* _Task instructions_
Each entry below is to be duplicated precisely.

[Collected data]

────────────────────────────────────────

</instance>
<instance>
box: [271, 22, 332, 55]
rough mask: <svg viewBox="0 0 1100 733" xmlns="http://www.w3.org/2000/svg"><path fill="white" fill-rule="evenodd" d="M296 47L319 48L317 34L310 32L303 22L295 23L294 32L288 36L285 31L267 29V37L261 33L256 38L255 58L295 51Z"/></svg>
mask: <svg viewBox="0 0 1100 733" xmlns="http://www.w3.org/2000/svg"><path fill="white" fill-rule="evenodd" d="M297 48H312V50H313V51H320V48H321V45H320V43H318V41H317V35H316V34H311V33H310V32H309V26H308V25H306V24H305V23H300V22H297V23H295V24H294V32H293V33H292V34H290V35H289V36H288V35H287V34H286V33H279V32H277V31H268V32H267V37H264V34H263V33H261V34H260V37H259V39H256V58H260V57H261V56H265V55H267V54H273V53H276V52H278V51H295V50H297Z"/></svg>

────────────────────────────────────────

* _Output below_
</instance>
<instance>
box: [271, 22, 332, 55]
rough mask: <svg viewBox="0 0 1100 733" xmlns="http://www.w3.org/2000/svg"><path fill="white" fill-rule="evenodd" d="M296 47L319 48L317 34L310 32L303 22L295 23L294 32L288 36L285 31L267 29V37L261 33L256 38L255 58L295 51Z"/></svg>
mask: <svg viewBox="0 0 1100 733" xmlns="http://www.w3.org/2000/svg"><path fill="white" fill-rule="evenodd" d="M297 48H312V50H313V51H320V48H321V45H320V43H318V41H317V35H316V34H311V33H310V32H309V26H308V25H306V24H305V23H300V22H297V23H295V24H294V32H293V33H292V34H290V35H289V36H288V35H287V34H286V33H279V32H277V31H268V32H267V37H264V34H263V33H261V34H260V37H259V39H256V58H260V57H261V56H265V55H267V54H273V53H276V52H278V51H295V50H297Z"/></svg>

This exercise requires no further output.